+++ DATA PROVIDED

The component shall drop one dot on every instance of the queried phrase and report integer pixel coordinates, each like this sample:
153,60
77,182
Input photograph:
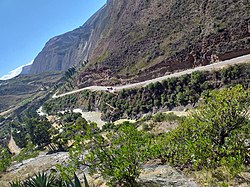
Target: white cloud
14,72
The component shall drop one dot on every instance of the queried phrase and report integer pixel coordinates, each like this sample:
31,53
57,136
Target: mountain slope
140,39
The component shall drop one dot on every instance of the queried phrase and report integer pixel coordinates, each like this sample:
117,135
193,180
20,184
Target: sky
26,25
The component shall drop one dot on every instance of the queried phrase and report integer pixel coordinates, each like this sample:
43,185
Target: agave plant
45,180
16,184
41,180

++++++

#### [WHAT IS NEEDED]
Reproduce the data above without a single change, please, but without its pictures.

#### [TASK RESULT]
The component shall drop one dot on every instance of the queried phrase and report integer pixel coordinates, each like this sample:
153,60
77,182
Input photograph:
Target: white cloud
14,72
The component shall drop one dot on every instance of the queried phrase and report integer pixel coordinates, each like this sample:
31,53
57,136
Target: mountain slope
140,39
The component shall drop one dot on every instance of the queried phrase and report integer pixel coordinates, each like this sample:
117,135
193,180
20,184
Target: sky
26,25
The component shall drop one dot on every instance of the queried phrase and report integer pixel coordinates, each like this sample:
43,185
Target: agave plant
45,180
16,184
41,180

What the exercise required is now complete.